* What is needed
Which lines of the data include the string "windshield"? List them all.

* Material provided
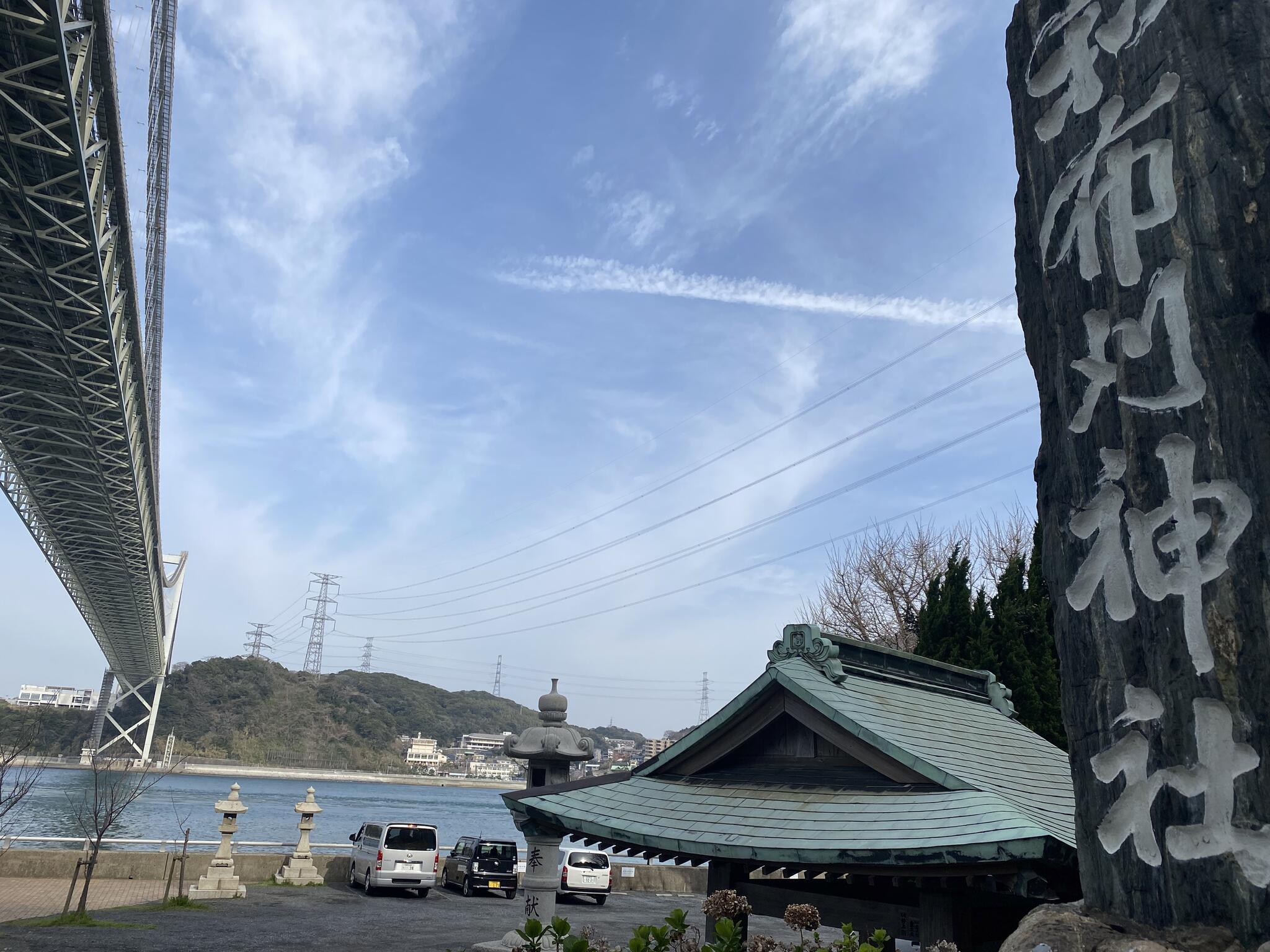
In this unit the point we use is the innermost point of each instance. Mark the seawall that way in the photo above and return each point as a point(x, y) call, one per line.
point(258, 867)
point(288, 774)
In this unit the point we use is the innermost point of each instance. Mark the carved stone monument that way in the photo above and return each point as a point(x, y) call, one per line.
point(1143, 278)
point(221, 881)
point(549, 748)
point(298, 868)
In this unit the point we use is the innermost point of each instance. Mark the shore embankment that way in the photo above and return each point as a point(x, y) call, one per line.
point(195, 769)
point(258, 867)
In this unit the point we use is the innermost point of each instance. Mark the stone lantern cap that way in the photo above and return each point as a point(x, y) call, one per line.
point(231, 804)
point(554, 739)
point(308, 805)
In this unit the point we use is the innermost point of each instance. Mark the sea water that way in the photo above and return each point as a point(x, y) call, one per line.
point(48, 810)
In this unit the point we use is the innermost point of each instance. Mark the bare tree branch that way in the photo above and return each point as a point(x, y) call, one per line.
point(877, 582)
point(116, 786)
point(19, 772)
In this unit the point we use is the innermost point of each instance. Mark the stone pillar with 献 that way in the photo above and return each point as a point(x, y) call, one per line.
point(549, 748)
point(298, 868)
point(1142, 238)
point(220, 881)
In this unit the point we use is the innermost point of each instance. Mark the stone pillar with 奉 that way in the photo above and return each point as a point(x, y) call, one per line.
point(221, 881)
point(1142, 253)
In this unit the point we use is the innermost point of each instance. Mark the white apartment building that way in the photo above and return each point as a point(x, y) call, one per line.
point(424, 753)
point(492, 769)
point(655, 746)
point(51, 696)
point(484, 742)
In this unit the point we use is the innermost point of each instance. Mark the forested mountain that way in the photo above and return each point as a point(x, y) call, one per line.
point(257, 711)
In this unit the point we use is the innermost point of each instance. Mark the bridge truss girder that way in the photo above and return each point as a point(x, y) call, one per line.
point(75, 451)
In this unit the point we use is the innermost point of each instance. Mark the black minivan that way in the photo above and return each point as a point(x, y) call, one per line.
point(478, 863)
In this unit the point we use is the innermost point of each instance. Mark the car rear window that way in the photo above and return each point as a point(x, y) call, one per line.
point(411, 838)
point(495, 851)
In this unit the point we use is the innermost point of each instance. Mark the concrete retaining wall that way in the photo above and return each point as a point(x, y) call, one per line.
point(659, 879)
point(258, 867)
point(138, 865)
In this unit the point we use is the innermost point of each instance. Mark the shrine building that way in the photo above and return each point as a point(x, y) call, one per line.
point(888, 790)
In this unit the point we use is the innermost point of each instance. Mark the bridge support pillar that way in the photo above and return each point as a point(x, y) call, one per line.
point(135, 739)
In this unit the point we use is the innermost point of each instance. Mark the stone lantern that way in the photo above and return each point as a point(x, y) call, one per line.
point(220, 881)
point(549, 748)
point(298, 868)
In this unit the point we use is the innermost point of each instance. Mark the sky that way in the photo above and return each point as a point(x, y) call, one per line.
point(520, 316)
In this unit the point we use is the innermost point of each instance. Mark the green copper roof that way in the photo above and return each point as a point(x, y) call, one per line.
point(968, 741)
point(993, 791)
point(786, 823)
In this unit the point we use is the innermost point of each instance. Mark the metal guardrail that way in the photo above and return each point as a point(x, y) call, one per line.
point(7, 842)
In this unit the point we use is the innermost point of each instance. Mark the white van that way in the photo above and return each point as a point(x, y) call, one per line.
point(401, 856)
point(585, 873)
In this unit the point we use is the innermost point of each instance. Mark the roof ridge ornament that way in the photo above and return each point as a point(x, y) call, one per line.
point(998, 696)
point(808, 643)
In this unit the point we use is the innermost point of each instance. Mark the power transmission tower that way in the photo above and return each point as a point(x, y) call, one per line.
point(324, 603)
point(255, 638)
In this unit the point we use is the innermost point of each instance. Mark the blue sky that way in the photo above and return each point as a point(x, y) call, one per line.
point(446, 280)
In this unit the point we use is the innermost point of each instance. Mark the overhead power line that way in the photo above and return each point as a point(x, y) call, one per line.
point(733, 392)
point(878, 425)
point(752, 566)
point(624, 575)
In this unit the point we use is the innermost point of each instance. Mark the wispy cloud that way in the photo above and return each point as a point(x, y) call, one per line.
point(848, 52)
point(666, 92)
point(670, 94)
point(639, 218)
point(303, 184)
point(566, 275)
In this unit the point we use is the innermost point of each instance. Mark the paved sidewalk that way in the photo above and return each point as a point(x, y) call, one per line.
point(342, 919)
point(27, 899)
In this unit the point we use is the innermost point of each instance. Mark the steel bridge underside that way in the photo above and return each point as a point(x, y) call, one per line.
point(75, 452)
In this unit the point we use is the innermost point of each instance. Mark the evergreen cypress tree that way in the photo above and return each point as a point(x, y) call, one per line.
point(948, 622)
point(1039, 639)
point(1014, 664)
point(1010, 635)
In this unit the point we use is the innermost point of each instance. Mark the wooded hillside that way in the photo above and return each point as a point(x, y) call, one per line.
point(257, 711)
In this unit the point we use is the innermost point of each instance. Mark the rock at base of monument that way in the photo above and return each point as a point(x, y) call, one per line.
point(299, 876)
point(225, 888)
point(508, 942)
point(1071, 928)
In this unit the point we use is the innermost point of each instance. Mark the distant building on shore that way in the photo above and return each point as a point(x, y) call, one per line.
point(51, 696)
point(484, 742)
point(655, 746)
point(424, 753)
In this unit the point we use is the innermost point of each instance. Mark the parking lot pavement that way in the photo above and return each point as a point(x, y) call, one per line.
point(338, 918)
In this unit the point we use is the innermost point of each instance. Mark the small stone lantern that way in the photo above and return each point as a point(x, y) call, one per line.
point(549, 748)
point(298, 868)
point(221, 881)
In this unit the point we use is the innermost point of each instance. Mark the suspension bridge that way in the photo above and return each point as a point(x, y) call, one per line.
point(81, 348)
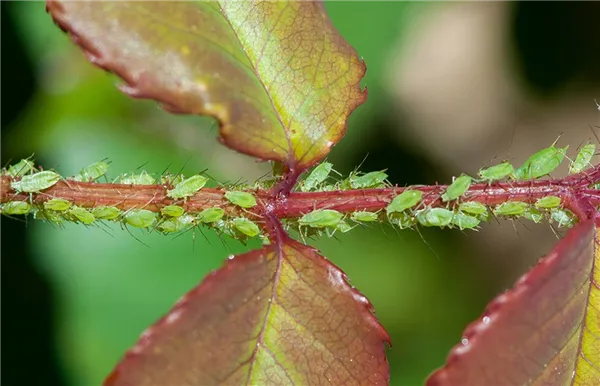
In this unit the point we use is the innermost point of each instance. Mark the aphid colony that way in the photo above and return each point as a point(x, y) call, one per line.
point(171, 219)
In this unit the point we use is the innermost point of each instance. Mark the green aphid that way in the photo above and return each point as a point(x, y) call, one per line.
point(211, 215)
point(583, 158)
point(369, 180)
point(188, 187)
point(16, 208)
point(402, 220)
point(533, 214)
point(473, 207)
point(511, 208)
point(563, 218)
point(106, 212)
point(20, 169)
point(405, 200)
point(321, 218)
point(82, 215)
point(245, 226)
point(34, 183)
point(172, 211)
point(140, 218)
point(548, 202)
point(364, 216)
point(435, 217)
point(457, 188)
point(142, 178)
point(57, 204)
point(92, 172)
point(464, 221)
point(541, 163)
point(316, 177)
point(241, 199)
point(497, 172)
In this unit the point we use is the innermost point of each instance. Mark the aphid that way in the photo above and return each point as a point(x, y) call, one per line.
point(533, 214)
point(140, 218)
point(57, 204)
point(457, 188)
point(92, 172)
point(241, 199)
point(321, 218)
point(138, 179)
point(34, 183)
point(211, 215)
point(318, 175)
point(172, 211)
point(364, 216)
point(21, 168)
point(541, 163)
point(245, 226)
point(547, 202)
point(511, 208)
point(464, 221)
point(562, 217)
point(16, 208)
point(106, 212)
point(404, 201)
point(583, 158)
point(188, 187)
point(497, 172)
point(435, 217)
point(82, 215)
point(369, 180)
point(473, 207)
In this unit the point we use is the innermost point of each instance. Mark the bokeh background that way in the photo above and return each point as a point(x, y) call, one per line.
point(453, 86)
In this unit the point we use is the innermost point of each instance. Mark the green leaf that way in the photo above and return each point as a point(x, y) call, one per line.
point(277, 75)
point(278, 315)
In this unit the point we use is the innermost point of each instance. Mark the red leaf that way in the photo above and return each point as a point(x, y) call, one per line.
point(544, 331)
point(279, 315)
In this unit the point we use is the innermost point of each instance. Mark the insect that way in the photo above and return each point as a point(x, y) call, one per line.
point(211, 215)
point(140, 218)
point(435, 217)
point(21, 168)
point(316, 177)
point(245, 226)
point(547, 202)
point(369, 180)
point(562, 217)
point(34, 183)
point(404, 201)
point(464, 221)
point(241, 199)
point(16, 208)
point(106, 212)
point(57, 204)
point(364, 216)
point(92, 172)
point(497, 172)
point(457, 188)
point(172, 211)
point(321, 218)
point(187, 187)
point(541, 163)
point(138, 179)
point(82, 215)
point(583, 158)
point(511, 208)
point(473, 207)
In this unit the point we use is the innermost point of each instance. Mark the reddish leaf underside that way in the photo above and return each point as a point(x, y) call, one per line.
point(544, 331)
point(276, 74)
point(277, 316)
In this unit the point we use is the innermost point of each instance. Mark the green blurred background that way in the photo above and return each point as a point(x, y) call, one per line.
point(76, 298)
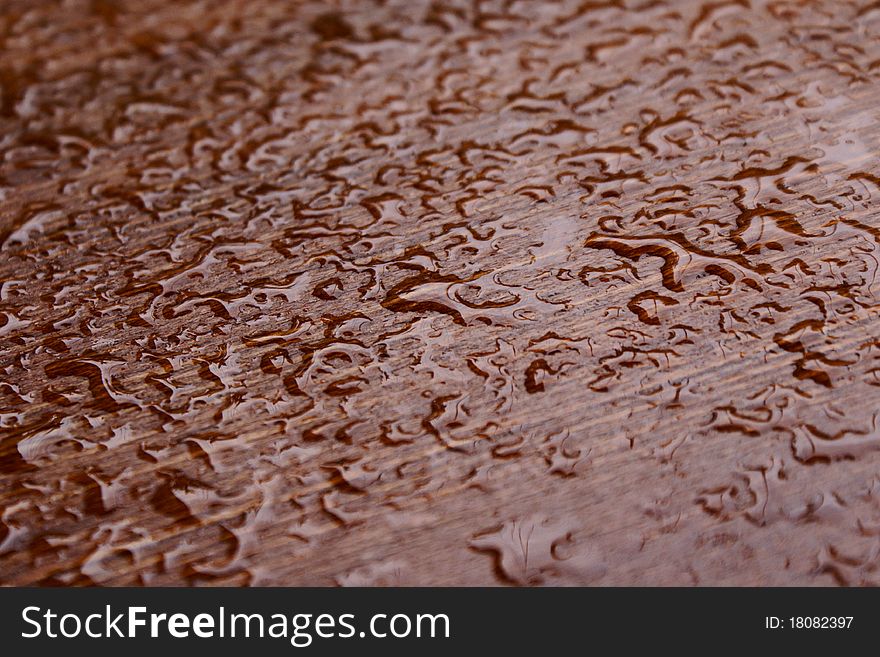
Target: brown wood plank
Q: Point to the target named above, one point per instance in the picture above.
(439, 292)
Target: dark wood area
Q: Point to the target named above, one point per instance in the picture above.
(578, 292)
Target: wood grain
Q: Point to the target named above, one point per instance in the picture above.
(359, 293)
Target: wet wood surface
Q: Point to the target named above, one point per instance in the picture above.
(356, 293)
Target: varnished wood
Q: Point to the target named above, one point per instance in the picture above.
(439, 292)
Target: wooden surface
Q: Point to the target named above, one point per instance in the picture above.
(439, 292)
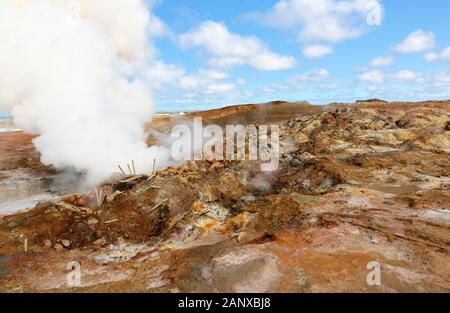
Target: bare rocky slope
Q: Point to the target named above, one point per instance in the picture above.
(356, 184)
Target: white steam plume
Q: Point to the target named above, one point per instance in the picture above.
(64, 77)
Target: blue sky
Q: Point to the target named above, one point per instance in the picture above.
(216, 53)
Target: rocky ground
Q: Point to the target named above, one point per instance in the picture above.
(356, 184)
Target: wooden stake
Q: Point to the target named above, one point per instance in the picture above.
(120, 168)
(96, 194)
(111, 221)
(158, 205)
(99, 196)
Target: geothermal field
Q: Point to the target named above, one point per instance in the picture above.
(356, 184)
(213, 155)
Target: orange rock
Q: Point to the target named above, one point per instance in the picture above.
(79, 202)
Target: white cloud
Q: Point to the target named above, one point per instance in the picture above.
(417, 41)
(323, 20)
(316, 51)
(229, 49)
(443, 56)
(380, 77)
(309, 79)
(375, 77)
(310, 76)
(161, 74)
(442, 79)
(268, 61)
(173, 81)
(403, 75)
(382, 61)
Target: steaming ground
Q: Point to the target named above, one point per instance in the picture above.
(65, 71)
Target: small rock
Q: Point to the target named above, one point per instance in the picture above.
(248, 198)
(92, 221)
(79, 202)
(98, 234)
(216, 165)
(295, 162)
(58, 247)
(112, 197)
(87, 211)
(65, 243)
(100, 243)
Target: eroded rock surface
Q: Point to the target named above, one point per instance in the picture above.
(356, 184)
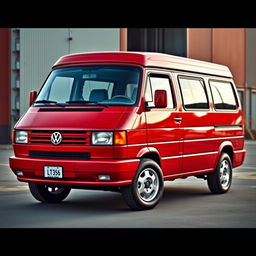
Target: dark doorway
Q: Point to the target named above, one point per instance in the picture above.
(165, 40)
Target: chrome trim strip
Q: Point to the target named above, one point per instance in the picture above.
(191, 155)
(218, 138)
(178, 141)
(182, 173)
(228, 128)
(202, 154)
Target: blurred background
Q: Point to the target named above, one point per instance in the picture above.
(27, 54)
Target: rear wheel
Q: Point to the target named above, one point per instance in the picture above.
(147, 188)
(48, 193)
(219, 182)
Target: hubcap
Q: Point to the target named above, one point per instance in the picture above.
(148, 185)
(225, 174)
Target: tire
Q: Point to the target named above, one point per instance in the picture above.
(147, 188)
(219, 182)
(48, 193)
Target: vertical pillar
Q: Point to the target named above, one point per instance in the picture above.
(4, 86)
(123, 39)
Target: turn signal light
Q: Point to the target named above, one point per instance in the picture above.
(120, 138)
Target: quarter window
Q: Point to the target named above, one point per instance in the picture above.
(158, 82)
(193, 93)
(223, 95)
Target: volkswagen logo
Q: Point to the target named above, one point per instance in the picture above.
(56, 138)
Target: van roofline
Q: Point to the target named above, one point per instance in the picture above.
(147, 59)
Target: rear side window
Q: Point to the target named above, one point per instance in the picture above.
(159, 82)
(193, 93)
(223, 95)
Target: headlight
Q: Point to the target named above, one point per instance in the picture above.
(21, 137)
(102, 138)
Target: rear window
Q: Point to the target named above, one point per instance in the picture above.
(193, 93)
(223, 95)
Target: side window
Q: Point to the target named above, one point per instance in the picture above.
(61, 88)
(158, 82)
(193, 93)
(223, 95)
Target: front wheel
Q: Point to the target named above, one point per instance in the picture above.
(48, 193)
(219, 182)
(147, 188)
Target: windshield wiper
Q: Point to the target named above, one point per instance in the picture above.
(85, 102)
(49, 101)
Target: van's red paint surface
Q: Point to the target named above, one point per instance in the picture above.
(191, 146)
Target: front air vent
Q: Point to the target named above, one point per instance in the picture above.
(68, 137)
(59, 155)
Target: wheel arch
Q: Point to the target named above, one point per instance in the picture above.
(150, 153)
(225, 147)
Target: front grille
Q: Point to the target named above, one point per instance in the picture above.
(68, 137)
(62, 155)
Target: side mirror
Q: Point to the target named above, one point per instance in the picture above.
(32, 97)
(160, 99)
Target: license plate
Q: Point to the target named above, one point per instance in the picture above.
(53, 172)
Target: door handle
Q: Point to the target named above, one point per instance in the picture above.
(177, 119)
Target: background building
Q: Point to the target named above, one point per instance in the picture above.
(28, 54)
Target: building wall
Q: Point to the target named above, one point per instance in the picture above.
(235, 48)
(199, 44)
(221, 46)
(4, 86)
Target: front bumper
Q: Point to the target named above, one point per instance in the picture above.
(76, 172)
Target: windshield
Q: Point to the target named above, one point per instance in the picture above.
(98, 85)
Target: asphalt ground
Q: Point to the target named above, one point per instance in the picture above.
(186, 203)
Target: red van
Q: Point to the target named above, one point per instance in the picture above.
(127, 122)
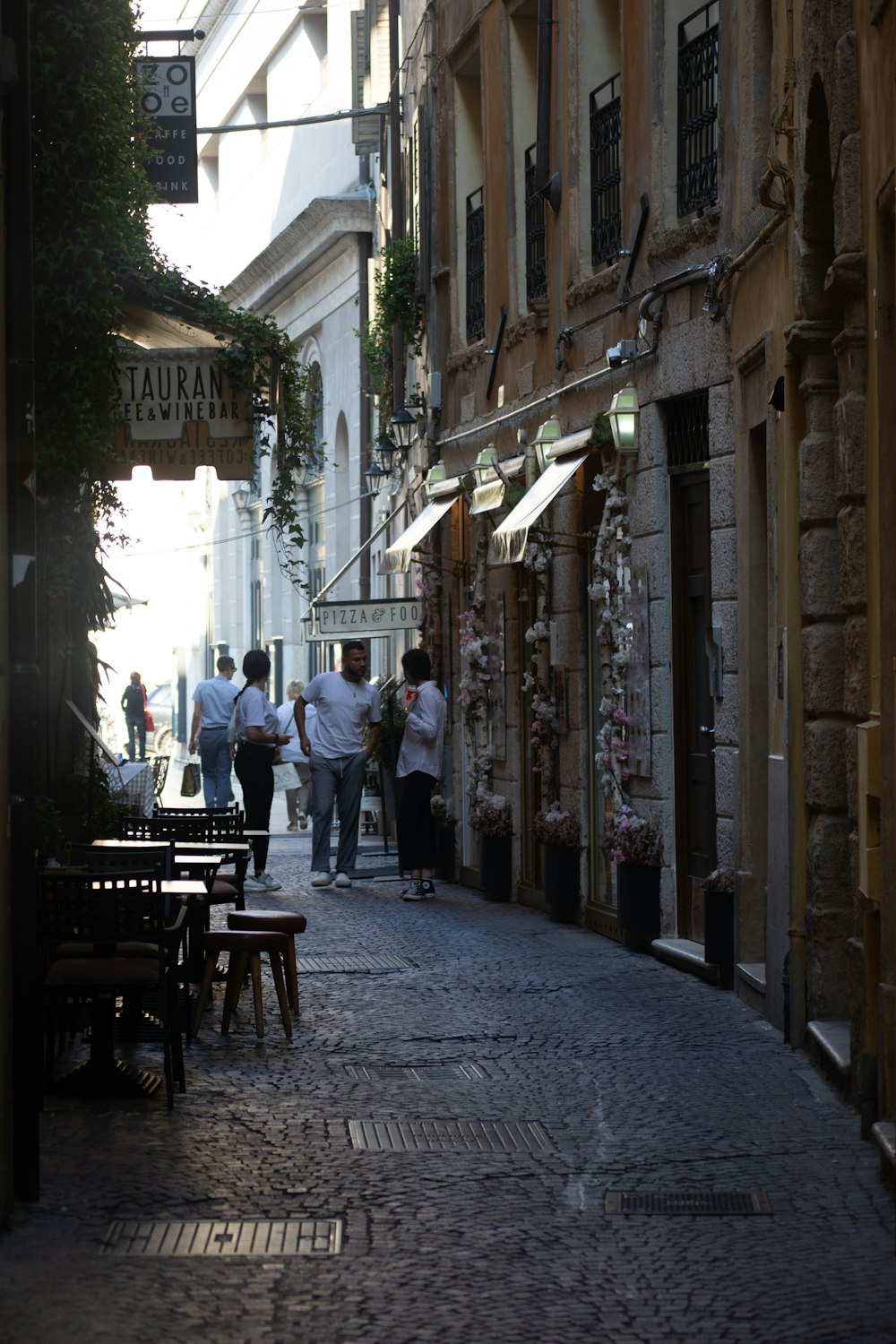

* Answer to the problem
Target: windshield wiper
Target: windshield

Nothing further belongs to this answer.